_Aim_. Each record below must be returned exactly as shown.

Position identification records
:::::

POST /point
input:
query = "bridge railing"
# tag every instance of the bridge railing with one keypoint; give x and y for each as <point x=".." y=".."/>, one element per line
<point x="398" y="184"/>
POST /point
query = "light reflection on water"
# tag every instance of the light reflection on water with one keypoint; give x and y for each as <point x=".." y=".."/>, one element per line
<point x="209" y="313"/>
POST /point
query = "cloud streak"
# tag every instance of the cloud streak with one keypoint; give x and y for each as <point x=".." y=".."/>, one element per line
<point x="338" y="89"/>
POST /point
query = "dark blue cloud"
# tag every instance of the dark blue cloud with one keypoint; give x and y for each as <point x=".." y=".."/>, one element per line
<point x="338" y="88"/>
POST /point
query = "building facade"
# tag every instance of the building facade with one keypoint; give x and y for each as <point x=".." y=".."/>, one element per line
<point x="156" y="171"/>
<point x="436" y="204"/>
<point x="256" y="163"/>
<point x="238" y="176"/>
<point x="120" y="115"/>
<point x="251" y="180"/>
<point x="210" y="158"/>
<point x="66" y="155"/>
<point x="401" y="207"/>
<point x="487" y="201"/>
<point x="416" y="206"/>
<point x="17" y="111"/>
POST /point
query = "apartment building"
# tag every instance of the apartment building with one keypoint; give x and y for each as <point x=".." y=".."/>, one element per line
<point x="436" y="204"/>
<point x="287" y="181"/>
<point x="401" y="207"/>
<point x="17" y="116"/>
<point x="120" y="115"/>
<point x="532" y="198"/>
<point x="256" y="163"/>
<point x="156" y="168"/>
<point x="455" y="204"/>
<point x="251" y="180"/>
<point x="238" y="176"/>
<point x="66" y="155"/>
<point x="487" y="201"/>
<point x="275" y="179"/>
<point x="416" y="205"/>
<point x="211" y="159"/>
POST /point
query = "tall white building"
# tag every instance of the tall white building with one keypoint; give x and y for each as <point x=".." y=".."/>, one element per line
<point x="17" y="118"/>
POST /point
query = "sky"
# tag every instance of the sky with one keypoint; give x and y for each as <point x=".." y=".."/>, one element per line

:::::

_Response to this task_.
POST /point
input:
query = "bridge railing"
# tag every instance of the bridge railing with one keypoint; give x and y for each as <point x=".." y=".."/>, one element per line
<point x="398" y="184"/>
POST /point
query = "light reflection on water"
# tag every instance of the light reflection on water with one keypoint; give x and y for each as <point x=".." y=".."/>, one element per line
<point x="209" y="313"/>
POST /point
query = "cloud streak"
# tag every instance of the cloud streak with one keypoint; give x and y for each as <point x=".." y=".."/>, one element per line
<point x="338" y="89"/>
POST /point
query = "dark blue cloud"
# tag every instance of the dark blue cloud with one keypoint; give x and y for each as <point x=".." y=".."/>, one element per line
<point x="338" y="88"/>
POST /point
query = "building facade"
# tag every instance of the building facade with one keypoint; give x and y for each as <point x=".." y=".."/>, one element per line
<point x="156" y="171"/>
<point x="436" y="204"/>
<point x="256" y="163"/>
<point x="238" y="176"/>
<point x="120" y="115"/>
<point x="251" y="180"/>
<point x="210" y="158"/>
<point x="66" y="155"/>
<point x="401" y="207"/>
<point x="487" y="201"/>
<point x="416" y="206"/>
<point x="17" y="111"/>
POST /point
query = "apartment building"
# tag every instance of the apartment building with one keypoint; give x and y for each as <point x=".." y=".."/>, one element per line
<point x="436" y="204"/>
<point x="287" y="181"/>
<point x="401" y="207"/>
<point x="17" y="116"/>
<point x="120" y="115"/>
<point x="532" y="198"/>
<point x="256" y="163"/>
<point x="156" y="168"/>
<point x="455" y="204"/>
<point x="251" y="180"/>
<point x="238" y="176"/>
<point x="66" y="155"/>
<point x="487" y="201"/>
<point x="275" y="179"/>
<point x="416" y="205"/>
<point x="211" y="159"/>
POST /point
query = "tall white building"
# tag every instance of the tall white building with one keypoint; give x and y for each as <point x=".." y=".."/>, one element per line
<point x="17" y="118"/>
POST /point
query = "sky"
# tag every instance of the sky with one keypoint; give x and y for each as <point x=".." y=".."/>, one element per line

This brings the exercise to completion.